Задание a: Пожалуйста, найдите в записях все строки со словом «helmet» и перепишите их.

Текст:
════════════════
Так что вся эта мифологическая история не мифологична. А я бы так хотел, чтобы она была мифологична… Потому что другая догаевская линия — родственная, бандитская — завершилась, увы, накануне премьеры. И трагически — Леша погиб…
— Вы считаете, что «перестроечное» время действительно более жестокое к «нежному возрасту», чем советское?
— Да. Рассказывали, что в свое время Чухрай пришел с фронта и ходил по ВГИКу два года в шинели… А сокурсники смотрели и думали: что же видела эта шинель? Вот у меня такое же уважительное и сострадательное отношение к этому молодому перестроечному поколению.
Митины сверстники же стопроцентно военное поколение, вне зависимости от того, были ребята в Чечне или нет… Из его класса в живых осталось пять-шесть мальчишек! Все остальные погибли. Поумирали, сошли с ума, отравились наркотиками. И все это на престижном Юго-Западе столицы с дипломатическими домами. Именно этот элитный район при криминальном разделе Москвы когда-то достался чеченцам…
То, что мы с ними выкинули на этот раз, на этом историческом повороте, — это вообще за гранью добра и зла.
Просто те войны имели название — а эта еще названия не имеет. Это — война живого поколения за собственную жизнь.
— Но выбор всегда есть, Сергей Александрович. К примеру, вашему Мите нужна работа именно на две тысячи долларов, а не рублей…
— Да нет! Не в долларах одних дело! Они ощутили себя абсолютно ненужными. Вот и все. Поэтому лучше за две тысячи долларов быть ненужными. И потом они же видят по телевизору, как один, допустим, из руководителей государства в один, допустим, день ворует по миллиону долларов! А он должен ишачить на этого «привилегированного» за двести рублей? Тогда он должен бы сказать себе: да, я раб, быдло и дурак. Ведь они же не слепые, не глухие — видят, в каких цифрах исчисляются доходы тех людей, которые вели их в светлое будущее…
— Эти ребята сравнивают себя с элитой…
— Ни с чем не сравнивают! Просто они не хотят быть рабами, быдлом и уродами. Не хотят, чтобы в них видели остолопов…
— А хотят — преступниками?
════════════════
Задание b: Продолжите приведенное выше интервью о перестроечном поколении после его последней реплики.
════════════════
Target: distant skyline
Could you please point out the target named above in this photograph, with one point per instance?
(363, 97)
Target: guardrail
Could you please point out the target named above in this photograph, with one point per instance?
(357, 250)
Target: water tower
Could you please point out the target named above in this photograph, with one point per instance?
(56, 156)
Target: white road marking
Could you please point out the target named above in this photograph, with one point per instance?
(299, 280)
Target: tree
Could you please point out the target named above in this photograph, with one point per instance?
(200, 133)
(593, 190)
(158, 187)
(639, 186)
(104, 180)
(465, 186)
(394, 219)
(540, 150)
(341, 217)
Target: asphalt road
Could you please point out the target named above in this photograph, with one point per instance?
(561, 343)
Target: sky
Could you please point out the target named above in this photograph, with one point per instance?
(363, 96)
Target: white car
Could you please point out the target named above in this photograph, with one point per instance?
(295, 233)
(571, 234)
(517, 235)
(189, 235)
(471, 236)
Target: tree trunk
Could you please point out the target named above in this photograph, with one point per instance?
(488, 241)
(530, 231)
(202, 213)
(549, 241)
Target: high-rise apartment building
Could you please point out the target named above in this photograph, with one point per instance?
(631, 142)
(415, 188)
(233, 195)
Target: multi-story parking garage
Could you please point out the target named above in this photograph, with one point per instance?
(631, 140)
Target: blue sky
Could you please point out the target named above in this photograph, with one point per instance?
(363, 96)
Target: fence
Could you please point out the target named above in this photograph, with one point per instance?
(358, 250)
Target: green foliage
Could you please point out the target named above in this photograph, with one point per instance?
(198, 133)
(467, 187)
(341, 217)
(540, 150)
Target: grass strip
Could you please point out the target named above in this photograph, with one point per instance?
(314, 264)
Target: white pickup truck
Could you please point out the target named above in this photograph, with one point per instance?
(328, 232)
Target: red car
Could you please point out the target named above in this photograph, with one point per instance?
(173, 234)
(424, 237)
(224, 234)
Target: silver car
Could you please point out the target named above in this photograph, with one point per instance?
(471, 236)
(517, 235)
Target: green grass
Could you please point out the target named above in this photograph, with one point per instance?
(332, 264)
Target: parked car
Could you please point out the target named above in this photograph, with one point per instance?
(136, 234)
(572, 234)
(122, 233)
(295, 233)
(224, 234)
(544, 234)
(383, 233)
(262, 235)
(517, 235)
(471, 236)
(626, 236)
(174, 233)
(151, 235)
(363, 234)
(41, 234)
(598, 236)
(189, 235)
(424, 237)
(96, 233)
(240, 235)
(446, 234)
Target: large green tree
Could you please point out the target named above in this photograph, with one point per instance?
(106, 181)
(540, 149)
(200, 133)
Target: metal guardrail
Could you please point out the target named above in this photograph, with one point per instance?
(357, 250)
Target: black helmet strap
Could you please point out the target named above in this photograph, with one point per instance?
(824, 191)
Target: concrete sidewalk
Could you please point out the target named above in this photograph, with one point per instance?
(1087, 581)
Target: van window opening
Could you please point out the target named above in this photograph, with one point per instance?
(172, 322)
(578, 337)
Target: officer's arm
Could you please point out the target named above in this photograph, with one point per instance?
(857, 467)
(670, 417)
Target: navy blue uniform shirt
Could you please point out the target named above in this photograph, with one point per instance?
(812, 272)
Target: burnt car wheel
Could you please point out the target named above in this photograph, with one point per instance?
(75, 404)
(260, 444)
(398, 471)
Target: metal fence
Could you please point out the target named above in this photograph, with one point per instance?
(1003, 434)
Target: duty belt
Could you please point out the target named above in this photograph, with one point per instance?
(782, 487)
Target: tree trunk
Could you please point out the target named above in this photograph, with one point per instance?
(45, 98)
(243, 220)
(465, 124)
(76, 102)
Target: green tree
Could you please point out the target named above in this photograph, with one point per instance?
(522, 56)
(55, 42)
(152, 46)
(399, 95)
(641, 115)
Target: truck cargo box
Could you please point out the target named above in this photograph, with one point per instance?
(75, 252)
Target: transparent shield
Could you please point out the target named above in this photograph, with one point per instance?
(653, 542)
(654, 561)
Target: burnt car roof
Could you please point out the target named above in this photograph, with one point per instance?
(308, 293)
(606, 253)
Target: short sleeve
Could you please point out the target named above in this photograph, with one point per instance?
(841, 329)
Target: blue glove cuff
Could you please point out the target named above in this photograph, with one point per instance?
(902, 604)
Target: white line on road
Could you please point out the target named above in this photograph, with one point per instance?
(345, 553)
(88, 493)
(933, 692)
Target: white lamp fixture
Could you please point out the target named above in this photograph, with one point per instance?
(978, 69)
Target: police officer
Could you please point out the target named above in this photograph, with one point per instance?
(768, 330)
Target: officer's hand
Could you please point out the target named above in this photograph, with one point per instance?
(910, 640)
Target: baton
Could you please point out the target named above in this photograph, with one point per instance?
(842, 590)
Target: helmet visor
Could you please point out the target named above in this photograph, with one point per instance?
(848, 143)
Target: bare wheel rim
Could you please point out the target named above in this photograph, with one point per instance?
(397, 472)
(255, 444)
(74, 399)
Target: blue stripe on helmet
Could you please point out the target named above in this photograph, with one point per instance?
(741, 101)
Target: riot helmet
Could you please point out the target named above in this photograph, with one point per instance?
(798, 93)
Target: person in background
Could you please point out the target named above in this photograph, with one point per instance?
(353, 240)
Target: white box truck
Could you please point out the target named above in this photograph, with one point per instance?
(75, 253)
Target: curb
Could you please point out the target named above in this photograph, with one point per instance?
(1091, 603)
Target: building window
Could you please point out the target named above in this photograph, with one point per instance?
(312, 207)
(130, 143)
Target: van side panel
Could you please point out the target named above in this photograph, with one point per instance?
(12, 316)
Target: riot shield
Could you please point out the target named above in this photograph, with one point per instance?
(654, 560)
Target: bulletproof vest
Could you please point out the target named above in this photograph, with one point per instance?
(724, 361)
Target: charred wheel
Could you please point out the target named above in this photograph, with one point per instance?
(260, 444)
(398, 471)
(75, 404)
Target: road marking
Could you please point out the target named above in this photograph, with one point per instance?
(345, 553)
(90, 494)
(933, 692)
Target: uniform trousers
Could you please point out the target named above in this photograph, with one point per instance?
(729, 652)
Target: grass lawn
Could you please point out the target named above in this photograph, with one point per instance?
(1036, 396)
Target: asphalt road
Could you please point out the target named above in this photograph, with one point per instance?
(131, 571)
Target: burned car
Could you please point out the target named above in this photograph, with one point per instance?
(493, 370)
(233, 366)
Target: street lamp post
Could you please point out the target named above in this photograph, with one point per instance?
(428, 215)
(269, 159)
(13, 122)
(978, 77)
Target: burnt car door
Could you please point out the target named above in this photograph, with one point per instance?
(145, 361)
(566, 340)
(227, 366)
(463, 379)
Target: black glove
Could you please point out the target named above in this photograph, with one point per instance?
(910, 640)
════════════════
Письменный ответ a:
Target: black helmet strap
Target: helmet visor
Target: blue stripe on helmet
Target: riot helmet

Письменный ответ b:
— Их общество ставит в такое положение: если хотите жить — становитесь преступниками, так как преступно все общество.
— Получается, Сергей Александрович, что вы снимаете с них всякую ответственность?
— Абсолютно. И полностью перекладываю ее на нас. Это мы, родители, увы, преступники, а не они.
— Но если б, к примеру, ваш Ваня—Митя был верующим человеком — случились бы с ним эти сомнительные истории?
— Во-первых, Митя верующий человек, и это видно по фильму. Просто мы привыкли, что верующий должен стоять со свечкой в телевизоре и преданно выглядывать из-за плеча «вновь обращенного» олигарха…
— Наверное, все-таки не в телевизоре, а в храме…
— Ну в храме. А на самом же деле вера — это еще более интимное отправление человека, чем все остальные. Она требует совершенно личного целомудренного одиночества. Понимаете? Поэтому снимать сцену в храме и то, как он, допустим, истово крестится, мне совершенно не было нужно. Для верующего человека попытка жизни — это попытка познать в себе веру.
А возраст подростка — самое тяжелое время, самое страшное. Есть ощущение, что «все места в мире уже заняты». На самом деле это не так. И следует просто определить, найти свое место, свою нишу. И с чувством собственного достоинства считать эту нишу своей и больше ничьей.
— Ваш голос звучит в картине наравне с Митиным…
— Это не «папины комментарии». Это просто двойственность ощущения взрослого и взрослеющего голоса — я хотел, чтобы она была. В ней стереоскопичность происходящего. Мне было важно уйти от фальшивого лиризма исповеди человека, который совсем не хочет исповедоваться. Единственное, чего не хотел Митя в этой картине, — это исповедоваться. И все мои попытки поглубже разобраться в некоторых вопросах личных взаимоотношений он пресекал на корню.
Так что фундаментальные ценности «нежного возраста» мы честно поделили на двоих. В частности, в барабан Митя не падал — падал я. И падал в Мариинском театре, о чем я просил рассказать Гергиеву. Эту историю, видимо, он оценил и любезно разрешил проделать то же самое из той же директорской ложи на том же самом спектакле с головинскими декорациями.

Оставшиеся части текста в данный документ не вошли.